[Extracted material Boundary: Start]

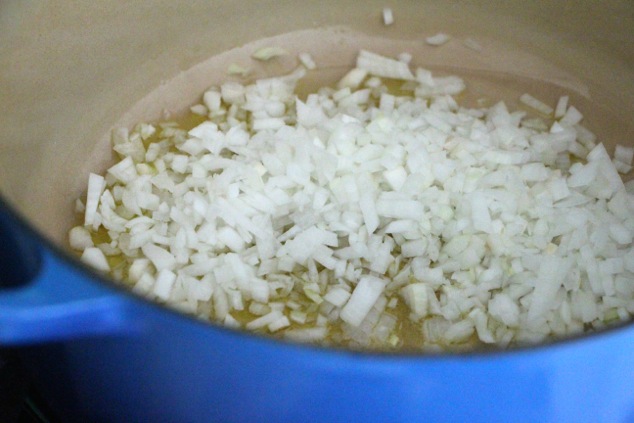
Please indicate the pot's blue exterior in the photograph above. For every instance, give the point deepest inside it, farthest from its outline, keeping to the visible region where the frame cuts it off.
(104, 356)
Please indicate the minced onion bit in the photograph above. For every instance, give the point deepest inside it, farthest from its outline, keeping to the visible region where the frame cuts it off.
(355, 215)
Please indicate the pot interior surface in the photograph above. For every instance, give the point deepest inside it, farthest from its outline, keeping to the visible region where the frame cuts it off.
(73, 72)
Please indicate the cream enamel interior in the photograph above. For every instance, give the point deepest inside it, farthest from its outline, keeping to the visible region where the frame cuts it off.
(71, 71)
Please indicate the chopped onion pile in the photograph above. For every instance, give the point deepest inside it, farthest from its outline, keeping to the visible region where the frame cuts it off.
(356, 216)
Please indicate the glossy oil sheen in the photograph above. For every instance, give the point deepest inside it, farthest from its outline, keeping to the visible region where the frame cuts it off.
(72, 70)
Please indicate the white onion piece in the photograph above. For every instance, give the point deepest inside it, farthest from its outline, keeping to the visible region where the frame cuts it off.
(324, 218)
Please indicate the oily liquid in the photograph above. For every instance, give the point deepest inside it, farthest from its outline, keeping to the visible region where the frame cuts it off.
(484, 89)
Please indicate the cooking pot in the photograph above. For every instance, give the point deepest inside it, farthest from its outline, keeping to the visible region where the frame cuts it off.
(70, 71)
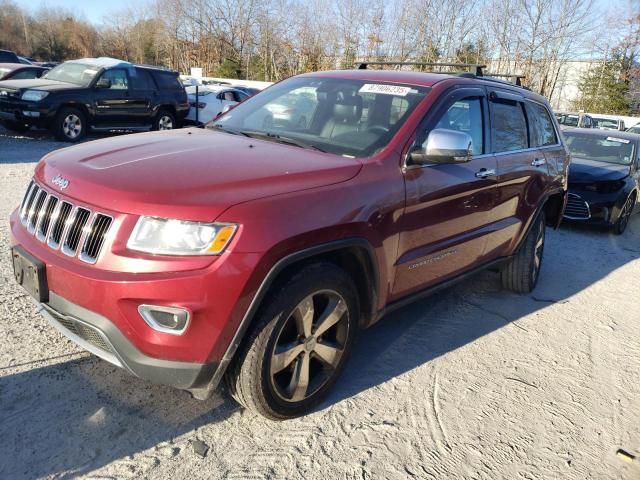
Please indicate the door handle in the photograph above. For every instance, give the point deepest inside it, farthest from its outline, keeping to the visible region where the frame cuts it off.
(538, 162)
(484, 173)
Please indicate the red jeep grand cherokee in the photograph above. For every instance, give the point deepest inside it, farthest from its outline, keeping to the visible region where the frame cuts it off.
(255, 249)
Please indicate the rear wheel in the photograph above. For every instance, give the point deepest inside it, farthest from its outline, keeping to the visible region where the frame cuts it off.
(521, 273)
(625, 214)
(299, 345)
(70, 125)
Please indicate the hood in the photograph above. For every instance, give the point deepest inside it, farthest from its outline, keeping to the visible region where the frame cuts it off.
(582, 170)
(191, 174)
(39, 83)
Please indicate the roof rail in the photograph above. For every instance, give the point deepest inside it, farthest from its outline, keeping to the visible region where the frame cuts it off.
(155, 67)
(474, 68)
(511, 77)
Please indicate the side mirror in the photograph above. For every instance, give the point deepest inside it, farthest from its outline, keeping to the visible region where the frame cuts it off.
(444, 146)
(103, 83)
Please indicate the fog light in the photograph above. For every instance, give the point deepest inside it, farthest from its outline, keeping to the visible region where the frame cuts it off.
(165, 319)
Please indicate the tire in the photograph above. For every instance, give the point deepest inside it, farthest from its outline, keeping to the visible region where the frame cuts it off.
(165, 120)
(17, 127)
(625, 214)
(521, 273)
(70, 125)
(272, 384)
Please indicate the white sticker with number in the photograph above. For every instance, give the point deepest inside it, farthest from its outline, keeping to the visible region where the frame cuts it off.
(385, 89)
(614, 139)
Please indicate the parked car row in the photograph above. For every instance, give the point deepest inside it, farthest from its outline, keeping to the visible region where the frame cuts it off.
(105, 94)
(604, 177)
(585, 120)
(304, 214)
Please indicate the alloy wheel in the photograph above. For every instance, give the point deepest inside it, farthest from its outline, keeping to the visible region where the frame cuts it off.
(165, 122)
(72, 126)
(309, 346)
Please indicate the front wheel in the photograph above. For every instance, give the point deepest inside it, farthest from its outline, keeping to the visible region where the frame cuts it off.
(299, 345)
(70, 125)
(164, 121)
(625, 214)
(521, 273)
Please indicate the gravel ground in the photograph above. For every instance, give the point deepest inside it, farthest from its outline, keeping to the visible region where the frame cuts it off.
(473, 383)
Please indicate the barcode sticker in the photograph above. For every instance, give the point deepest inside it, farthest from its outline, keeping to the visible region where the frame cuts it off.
(385, 89)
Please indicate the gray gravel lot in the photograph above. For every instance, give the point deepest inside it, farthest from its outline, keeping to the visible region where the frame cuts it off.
(473, 383)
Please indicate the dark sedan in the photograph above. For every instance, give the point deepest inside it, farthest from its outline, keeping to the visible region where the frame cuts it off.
(20, 71)
(603, 176)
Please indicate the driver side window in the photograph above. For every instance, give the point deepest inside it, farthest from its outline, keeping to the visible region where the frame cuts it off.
(465, 116)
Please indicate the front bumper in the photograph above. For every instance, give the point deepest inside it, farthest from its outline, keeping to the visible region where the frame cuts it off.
(592, 207)
(97, 306)
(99, 336)
(37, 114)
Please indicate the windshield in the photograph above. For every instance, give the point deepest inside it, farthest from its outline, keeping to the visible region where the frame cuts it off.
(71, 72)
(347, 117)
(602, 149)
(568, 120)
(605, 123)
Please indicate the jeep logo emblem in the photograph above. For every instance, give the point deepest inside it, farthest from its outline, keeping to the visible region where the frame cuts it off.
(60, 182)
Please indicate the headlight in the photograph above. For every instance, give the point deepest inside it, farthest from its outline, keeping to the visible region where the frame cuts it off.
(176, 237)
(34, 95)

[Extracted material Boundary: End]

# Description of the task
Reproduce the complete set of records verbatim and omit the pictures.

# Task solution
Please indicate the pot's blue exterior in the photograph above. For every instance, give the point deepest inside it, farthest from its outline, keeping to the visible region where the frame cuts it off.
(104, 356)
Please indicate the minced onion bit in the photograph above. For every instance, give the point deepest inside it, farthest from its outline, keeping to the visible region where the frame cuts it off.
(355, 215)
Please indicate the pot interior surface in the photograph above. For every instance, give the point deepest inside it, farthest from its outline, keeping to the visible region where the frame cuts it off.
(73, 72)
Please indicate the cream enamel interior in the photograph above. For every instance, give the point deepest inside it, farthest from its outline, keeping to the visible region where the frame cuts it off.
(71, 71)
Please indicate the chopped onion pile in the photograph above. For every instance, give the point deepest inside it, farthest from its outline, keeping to the visible region where the frame cuts it off.
(356, 216)
Please indicate the glossy oil sheen in the photograph above. For every instance, give the point deepest inside it, farthest from its outline, keeping to the visible region where the frame cuts it off.
(72, 70)
Please indicate the white onion piece in the photograph above. For every instance, give the point deepest inside it, farthest from its outline, keeping to the visible region where the frame cuts it off.
(324, 218)
Please indicate the oily liquid in the photograph above. For every instance, give the point deepest inside it, farthest from its outline, keeping to the visible region where the frame cuts it off.
(484, 89)
Please indicate the cooking pot in the photograph above. For every instance, give the point deepest inside it, farthest from its outline, keeping to the visible region where the frame cuts it off.
(70, 71)
Please indicate the door handle in the photograph above. For every instance, give the point deepest inside it, farthest from its outline, keeping to the visible region where the frame cuts it off.
(538, 162)
(484, 173)
Please indicate the red jeep grand cherokee in the photograph above. For every instance, give the point deepest inside it, farthest from its outline, keeping to the visible region where the frame cuts it off.
(255, 249)
Please indicate the rear wheel in the photograph above. For every instance, give the point deepest inside it, farthest from its outline, keeping to the visible region where the frame cuts it off.
(521, 273)
(625, 214)
(299, 345)
(70, 125)
Please indicate the hood in the photograph above. For every instance, give the point deepest inside it, farthest from its outline, keeping to the visible region where the frame cuts it off.
(582, 170)
(191, 174)
(39, 83)
Please indicate the roof rail in the photograph above. For every instance, give the point deepest inside it, farthest from its outline, keeping to the visible region where the frame cuts it off.
(155, 67)
(474, 68)
(511, 77)
Please indicate the side mirror in the photograph above. For every instance, give the point deepest inside it, farthest from its outline, keeping to the visible region where the frame cuts it off.
(444, 146)
(103, 83)
Please indicate the fog light in the photograph above. For every instance, give the point deepest inside it, farthest from its outline, keeping to the visible region where the frame cuts it off.
(165, 319)
Please indicate the tire in the photograph above. For every instance, give the point deepest inside it, farthest from its outline, keeping to the visible region where the frame cuts it off.
(165, 120)
(17, 127)
(625, 214)
(521, 273)
(70, 125)
(272, 384)
Please indicate the white sticker with number in the photograph above. For every instance, give the point deepest inside it, farthest from its outline, keeping to the visible region where the frame cuts it off.
(385, 89)
(614, 139)
Please indicate the parked car row in the photograph above. For every instance, give the point deepest inside it, farthest from its outline, keeping to the visible region where the frame cuts it off.
(105, 94)
(604, 177)
(585, 120)
(304, 214)
Please indicate the alloy wheel in the photograph above. For every instance, give the point deepest inside it, farthest from its outline, keeping to the visible region where the frame cuts it off.
(165, 122)
(72, 126)
(309, 346)
Please indicate the front wheel in the photograph above. For every instance, give the point deepest inside it, farthest from its outline, keeping to the visible region where the frame cuts it off.
(299, 345)
(70, 125)
(164, 121)
(625, 214)
(521, 273)
Please indicate the gravel ground in the photograph above. For every instance, give the point deepest inside it, farthest from its outline, keeping to the visible region where the frame cuts it off.
(473, 383)
Please indicate the barcode sticker in the photograph above. For every instance, give the point deepest inside it, farthest from its outline, keeping to the visible region where the frame cuts it off.
(385, 89)
Please indicate the gray gravel lot in the photograph above. For every instance, give the point deepest inside it, farthest from its outline, keeping to the visible region where the frame cuts it off.
(473, 383)
Please indicate the dark sedan in the photograph above. For every instance, give the point deepest inside it, farthest from its outline, keeping to the visible region where the frame cuts it off.
(20, 71)
(603, 176)
Please indicate the driver side window in the photograph above. For every instance, give the point deepest inside it, farthest from its outline, keeping to the visible region where the frame cuts it off.
(465, 116)
Please indicate the front bumper in the photograph above. For every instance, give the point deepest inside it, farthest from its outline, keeping to the visible region where the frame cuts it off.
(592, 207)
(97, 306)
(99, 336)
(37, 114)
Please indicate the windshield in the photograph above. For every instance, give the point deepest inside it, farthest from its outline, keeping to the visible region where the frame cuts it off.
(71, 72)
(347, 117)
(602, 149)
(568, 120)
(605, 123)
Please indicate the jeep logo emblem in the photograph above. For every instance, give the point deepest inside it, farthest from its outline, keeping to the visible region where the frame cuts it off.
(60, 182)
Please indicate the headlight in the photograph above. For every instance, give the point deepest inside it, farthest from its outline, keeping to the visible region where the frame cuts it off.
(176, 237)
(34, 95)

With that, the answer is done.